[Rows from a dataset]
>> begin

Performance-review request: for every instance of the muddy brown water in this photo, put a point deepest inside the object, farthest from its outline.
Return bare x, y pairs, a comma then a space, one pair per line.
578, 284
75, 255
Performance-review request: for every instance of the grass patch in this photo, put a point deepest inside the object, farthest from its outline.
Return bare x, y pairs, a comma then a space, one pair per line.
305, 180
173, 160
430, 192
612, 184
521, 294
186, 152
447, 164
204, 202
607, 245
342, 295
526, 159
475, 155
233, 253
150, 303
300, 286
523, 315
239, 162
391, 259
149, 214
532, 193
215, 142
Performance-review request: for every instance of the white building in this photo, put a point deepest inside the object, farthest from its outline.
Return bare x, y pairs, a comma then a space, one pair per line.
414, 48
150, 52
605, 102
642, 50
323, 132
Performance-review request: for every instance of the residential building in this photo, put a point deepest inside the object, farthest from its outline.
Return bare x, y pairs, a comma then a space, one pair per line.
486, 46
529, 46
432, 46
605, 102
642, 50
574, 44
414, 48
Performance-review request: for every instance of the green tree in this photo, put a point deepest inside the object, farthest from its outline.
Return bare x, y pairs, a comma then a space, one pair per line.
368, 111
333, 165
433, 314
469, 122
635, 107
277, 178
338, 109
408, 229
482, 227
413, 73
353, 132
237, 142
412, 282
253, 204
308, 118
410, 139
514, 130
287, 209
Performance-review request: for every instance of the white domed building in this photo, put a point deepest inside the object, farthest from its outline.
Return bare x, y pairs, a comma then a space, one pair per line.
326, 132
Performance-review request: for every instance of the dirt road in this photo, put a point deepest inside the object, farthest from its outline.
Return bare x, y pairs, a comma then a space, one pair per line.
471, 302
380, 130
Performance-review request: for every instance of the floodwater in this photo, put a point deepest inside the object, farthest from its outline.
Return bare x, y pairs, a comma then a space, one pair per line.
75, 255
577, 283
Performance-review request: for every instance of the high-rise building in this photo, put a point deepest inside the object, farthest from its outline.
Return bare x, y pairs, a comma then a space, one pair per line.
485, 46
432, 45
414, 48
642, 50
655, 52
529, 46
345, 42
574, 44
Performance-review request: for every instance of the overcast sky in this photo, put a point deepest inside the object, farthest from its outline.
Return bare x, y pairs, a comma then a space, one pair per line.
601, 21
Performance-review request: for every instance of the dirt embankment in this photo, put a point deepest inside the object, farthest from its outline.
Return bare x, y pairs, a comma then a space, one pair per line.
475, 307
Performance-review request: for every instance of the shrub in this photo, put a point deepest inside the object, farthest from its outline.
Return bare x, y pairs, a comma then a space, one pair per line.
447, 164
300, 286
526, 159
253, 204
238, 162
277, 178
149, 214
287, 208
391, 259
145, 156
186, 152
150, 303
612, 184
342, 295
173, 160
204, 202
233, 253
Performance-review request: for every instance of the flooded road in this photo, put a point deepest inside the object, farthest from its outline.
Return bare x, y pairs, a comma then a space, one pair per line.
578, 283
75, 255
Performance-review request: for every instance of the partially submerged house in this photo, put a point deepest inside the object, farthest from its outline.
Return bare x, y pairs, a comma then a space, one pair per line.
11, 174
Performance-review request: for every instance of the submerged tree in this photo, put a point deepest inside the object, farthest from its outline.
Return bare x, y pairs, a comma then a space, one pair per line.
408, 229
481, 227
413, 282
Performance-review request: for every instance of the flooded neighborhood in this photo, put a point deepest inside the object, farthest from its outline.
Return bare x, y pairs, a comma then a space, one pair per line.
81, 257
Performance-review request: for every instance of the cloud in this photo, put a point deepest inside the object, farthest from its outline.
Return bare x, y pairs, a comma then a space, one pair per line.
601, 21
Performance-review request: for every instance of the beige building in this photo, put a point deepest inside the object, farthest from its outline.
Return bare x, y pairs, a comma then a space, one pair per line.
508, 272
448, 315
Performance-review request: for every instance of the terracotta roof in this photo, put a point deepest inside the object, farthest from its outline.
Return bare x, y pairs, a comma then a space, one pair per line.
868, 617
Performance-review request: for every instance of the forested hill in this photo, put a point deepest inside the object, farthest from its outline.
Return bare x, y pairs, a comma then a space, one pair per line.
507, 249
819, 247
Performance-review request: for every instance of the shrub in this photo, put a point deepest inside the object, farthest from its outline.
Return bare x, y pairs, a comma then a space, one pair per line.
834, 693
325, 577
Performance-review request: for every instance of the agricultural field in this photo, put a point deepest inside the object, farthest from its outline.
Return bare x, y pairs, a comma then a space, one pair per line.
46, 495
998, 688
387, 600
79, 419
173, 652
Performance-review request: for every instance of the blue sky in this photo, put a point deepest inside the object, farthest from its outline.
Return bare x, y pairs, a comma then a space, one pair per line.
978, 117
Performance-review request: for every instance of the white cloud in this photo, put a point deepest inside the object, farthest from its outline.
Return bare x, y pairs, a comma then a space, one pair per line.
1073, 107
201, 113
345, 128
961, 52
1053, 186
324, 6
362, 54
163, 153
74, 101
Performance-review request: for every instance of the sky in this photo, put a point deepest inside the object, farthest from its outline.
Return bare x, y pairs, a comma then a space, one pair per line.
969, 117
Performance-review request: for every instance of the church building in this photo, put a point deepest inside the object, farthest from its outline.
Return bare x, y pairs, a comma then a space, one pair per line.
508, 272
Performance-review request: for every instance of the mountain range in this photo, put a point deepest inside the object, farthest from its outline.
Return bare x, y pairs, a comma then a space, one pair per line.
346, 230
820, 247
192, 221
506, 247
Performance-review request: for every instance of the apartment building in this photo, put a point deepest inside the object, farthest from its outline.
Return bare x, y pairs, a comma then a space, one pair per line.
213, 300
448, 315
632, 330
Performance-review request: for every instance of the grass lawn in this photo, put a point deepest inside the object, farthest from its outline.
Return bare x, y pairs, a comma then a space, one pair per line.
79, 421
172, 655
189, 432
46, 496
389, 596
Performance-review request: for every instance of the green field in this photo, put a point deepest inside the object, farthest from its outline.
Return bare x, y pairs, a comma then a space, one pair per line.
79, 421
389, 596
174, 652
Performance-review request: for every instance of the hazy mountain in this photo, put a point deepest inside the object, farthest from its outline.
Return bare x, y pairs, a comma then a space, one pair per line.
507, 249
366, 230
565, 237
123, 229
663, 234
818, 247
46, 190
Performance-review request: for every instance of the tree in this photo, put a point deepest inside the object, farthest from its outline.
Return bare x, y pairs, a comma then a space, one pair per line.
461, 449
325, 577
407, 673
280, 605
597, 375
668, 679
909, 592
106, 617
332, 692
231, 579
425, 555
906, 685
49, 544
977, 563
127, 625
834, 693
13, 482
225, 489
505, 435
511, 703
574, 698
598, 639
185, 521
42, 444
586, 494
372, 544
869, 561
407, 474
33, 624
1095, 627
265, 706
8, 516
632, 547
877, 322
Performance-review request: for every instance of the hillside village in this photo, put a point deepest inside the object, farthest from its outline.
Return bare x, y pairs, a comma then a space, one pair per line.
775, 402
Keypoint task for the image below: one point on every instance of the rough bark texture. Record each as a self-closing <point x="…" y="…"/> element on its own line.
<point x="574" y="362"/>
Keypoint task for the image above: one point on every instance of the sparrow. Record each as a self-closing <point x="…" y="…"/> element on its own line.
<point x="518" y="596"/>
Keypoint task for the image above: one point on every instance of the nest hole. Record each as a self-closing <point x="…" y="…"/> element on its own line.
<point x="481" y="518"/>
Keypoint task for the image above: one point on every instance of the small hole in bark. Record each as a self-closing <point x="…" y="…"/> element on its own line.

>> end

Your goal: Rewrite every line of the records above as a numbered list, leaving out any blank lines.

Response:
1. Performance-review request: for every instance of the muddy brown water in this photo, put a point deepest inside the object, farthest from its outline.
2. Return bare x, y pairs, a comma then a space, one pair per line.
3. 578, 284
4. 75, 255
5. Performance-review request: for every instance of the grass patch in this photo, put a point deepest inside the object, farthest from its outline.
6. Return bare x, y pairs, a comma then a space, one pair per line.
7. 305, 180
8. 173, 160
9. 430, 192
10. 612, 184
11. 521, 294
12. 186, 152
13. 447, 164
14. 204, 202
15. 607, 245
16. 342, 295
17. 526, 159
18. 475, 155
19. 233, 253
20. 150, 303
21. 300, 286
22. 523, 315
23. 239, 162
24. 391, 259
25. 149, 214
26. 532, 193
27. 215, 142
28. Performance-review request: for every instance of the white building in this photo, put a point deepest inside the object, farthest from its outline.
29. Return bare x, y pairs, a comma then a space, one pair per line.
30. 414, 48
31. 150, 52
32. 605, 102
33. 642, 50
34. 323, 132
35. Performance-review request: for every instance of the residential building in this photo, put a point deepest inside the object, farthest from its outline.
36. Return bare x, y pairs, a comma then a space, one pair per line.
37. 486, 46
38. 529, 46
39. 432, 46
40. 605, 102
41. 642, 50
42. 574, 44
43. 414, 48
44. Performance-review request: for every instance of the green tree in this photo, put a point deepest inside the object, farthest from its outline.
45. Return bare x, y pairs, a comma then a space, one pair per line.
46. 368, 111
47. 333, 165
48. 433, 314
49. 469, 122
50. 635, 107
51. 277, 178
52. 338, 109
53. 408, 229
54. 482, 227
55. 413, 73
56. 353, 132
57. 237, 142
58. 412, 282
59. 253, 204
60. 308, 118
61. 410, 139
62. 514, 130
63. 287, 209
64. Performance-review request: for every instance of the white domed building in this photo, put a point deepest inside the object, farthest from its outline.
65. Return bare x, y pairs, a comma then a space, one pair per line.
66. 326, 132
67. Performance-review request: for every instance of the dirt road in this photo, put a point deepest inside the object, farthest from its outline.
68. Return bare x, y pairs, a comma then a space, one pair per line.
69. 471, 302
70. 380, 130
71. Performance-review request: for every instance of the floodwater in this photo, put a point deepest inside the object, farthest from its outline.
72. Return bare x, y pairs, a comma then a space, one pair per line.
73. 75, 255
74. 577, 283
75. Performance-review request: for every instance of the high-rise building in this photo, put a point deepest inside the object, farthest from its outline.
76. Return bare x, y pairs, a comma then a space, one pair per line.
77. 485, 46
78. 432, 45
79. 414, 48
80. 642, 50
81. 655, 52
82. 529, 46
83. 345, 42
84. 574, 44
85. Performance-review request: for every instance of the overcast sky in this photo, put a point deepest inside the object, farthest from its outline.
86. Return bare x, y pairs, a comma then a space, one pair per line.
87. 601, 21
88. Performance-review request: for every instance of the dirt embankment in this photo, put a point deepest inside the object, farthest from its outline.
89. Return bare x, y pairs, a comma then a space, one pair per line.
90. 475, 307
91. Performance-review request: for every instance of the shrub in this photo, put a point deepest inside the object, farthest from its outline.
92. Return bare x, y pairs, a comma then a space, one pair per line.
93. 447, 164
94. 300, 286
95. 526, 159
96. 253, 204
97. 238, 162
98. 277, 178
99. 149, 214
100. 287, 208
101. 391, 259
102. 145, 156
103. 186, 152
104. 150, 303
105. 612, 184
106. 342, 295
107. 173, 160
108. 204, 202
109. 233, 253
110. Performance-review request: for every instance of the flooded road in this photo, put a point deepest inside the object, farthest from its outline.
111. Return bare x, y pairs, a comma then a space, one pair per line.
112. 578, 283
113. 75, 255
114. Performance-review request: for every instance of the partially submerged house in this photo, put a point deepest inside the object, farthest from its outline.
115. Return bare x, y pairs, a comma then a space, one pair per line.
116. 11, 174
117. Performance-review request: for every instance of the submerged tree in this photo, put a point deepest inside the object, farthest from its outline.
118. Return bare x, y pairs, a comma then a space, one pair per line.
119. 408, 229
120. 481, 227
121. 413, 282
122. Performance-review request: for every instance of the flooded neighborhood in this photo, put a point deepest inside the object, farthest from its outline.
123. Return bare x, y pairs, a comma then a space, one pair per line.
124. 81, 257
125. Performance-review request: for every instance of the cloud in this photo, put a point deepest inside the object, farthest from its outline.
126. Return bare x, y pairs, a comma then a space, one pair per line.
127. 601, 21
128. Performance-review request: for every instance of the beige building in this photo, put a point deepest inside the object, farthest from its outline.
129. Return bare x, y pairs, a comma then a space, one pair per line.
130. 508, 272
131. 448, 315
132. Performance-review request: for every instance of the terracotta roof in this photo, put a point deepest inside the object, farthest from its outline.
133. Return bare x, y pairs, a comma then a space, one pair per line.
134. 868, 617
135. Performance-review request: for every instance of the forested hill in this photo, put a point deepest inside the object, farthest from its outline.
136. Return bare x, y pairs, a comma then a space, one pair per line.
137. 507, 249
138. 819, 247
139. Performance-review request: for every instance of the shrub in this photo, put a point deepest inside the object, farthest from its outline.
140. Return bare x, y pairs, a comma then a space, one pair per line.
141. 834, 693
142. 325, 577
143. Performance-review request: for every instance of the agricultural field in this photo, put a point deepest inside the object, farthest from its outline.
144. Return bare x, y pairs, a comma then a space, one pair per line.
145. 46, 495
146. 998, 688
147. 387, 600
148. 79, 419
149. 173, 652
150. Performance-review request: for every instance of the blue sky in this photo, put a point deepest inside the object, farthest from its outline.
151. Return bare x, y pairs, a comma then a space, one pair per line.
152. 978, 117
153. Performance-review request: for every instance of the white cloud in this photo, put a point deepest inside the object, farthest from its outline.
154. Return bare x, y pairs, a comma then a space, one pair per line.
155. 1073, 107
156. 201, 113
157. 345, 128
158. 961, 52
159. 1053, 186
160. 324, 6
161. 362, 54
162. 163, 153
163. 74, 101
164. Performance-review request: for every instance of the sky in this photo, put a point deepest inside the object, farthest from its outline.
165. Return bare x, y pairs, a comma then a space, one pair per line.
166. 969, 117
167. Performance-review request: for every instance of the church building in this photo, put a point deepest inside the object, farthest from its outline.
168. Return bare x, y pairs, a comma then a space, one pair per line.
169. 508, 272
170. Performance-review request: for every instance of the mountain range in this photo, put a point deepest inside the object, farthest from its outline.
171. Return bare x, y pairs, a comma then a space, one pair per line.
172. 346, 230
173. 820, 247
174. 192, 221
175. 506, 247
176. Performance-review request: for every instance of the apartment building in this photo, put a point deepest inside the object, farthest from its outline.
177. Return bare x, y pairs, a comma then a space, one pair per line.
178. 213, 300
179. 448, 315
180. 632, 330
181. Performance-review request: for every instance of the grass lawn in this photo, put a point deepest inside the object, farthest from its outline.
182. Return bare x, y pairs, a comma then a space, one pair per line.
183. 79, 421
184. 172, 655
185. 189, 432
186. 46, 496
187. 389, 596
188. Performance-review request: for every instance of the green field in this photo, put a point deepest inside the object, farthest from its outline.
189. Return bare x, y pairs, a comma then a space, one pair per line.
190. 79, 421
191. 389, 596
192. 174, 652
193. Performance-review request: for every instance of the hazy mountain in this photo, put a point deepest inside the object, farthest from its outline.
194. Return bare x, y pairs, a comma then a space, one pair per line.
195. 507, 249
196. 366, 230
197. 565, 237
198. 123, 229
199. 663, 234
200. 818, 247
201. 46, 190
202. Performance-review request: for every instance of the tree in this photo, put a point deepest inside the object, farthest from its outline.
203. Return bare x, y pairs, a comma then a space, one pair per line.
204. 461, 449
205. 325, 577
206. 407, 673
207. 280, 605
208. 597, 375
209. 668, 679
210. 909, 592
211. 106, 617
212. 332, 692
213. 231, 579
214. 425, 555
215. 906, 685
216. 49, 544
217. 977, 563
218. 127, 625
219. 834, 693
220. 13, 482
221. 225, 489
222. 505, 435
223. 511, 703
224. 574, 698
225. 598, 639
226. 185, 521
227. 42, 444
228. 586, 494
229. 372, 544
230. 869, 561
231. 407, 474
232. 33, 624
233. 1095, 627
234. 265, 706
235. 8, 516
236. 632, 547
237. 877, 322
238. Performance-review request: for every instance of the hillside village in this photo, put a point deepest inside the object, farthest from its outline.
239. Return bare x, y pairs, a comma then a space, one pair per line.
240. 775, 402
241. Keypoint task for the image below: one point on every instance of the rough bark texture. Record each as a self-closing <point x="…" y="…"/> element on its own line.
242. <point x="574" y="362"/>
243. Keypoint task for the image above: one point on every instance of the sparrow. Record each as a self-closing <point x="…" y="…"/> element on its own line.
244. <point x="518" y="596"/>
245. Keypoint task for the image above: one point on every instance of the nest hole. Record each as a self-closing <point x="…" y="…"/> element on its own line.
246. <point x="481" y="518"/>
247. Keypoint task for the image above: one point on every instance of the small hole in bark. Record each as a self-closing <point x="…" y="…"/> element on its own line.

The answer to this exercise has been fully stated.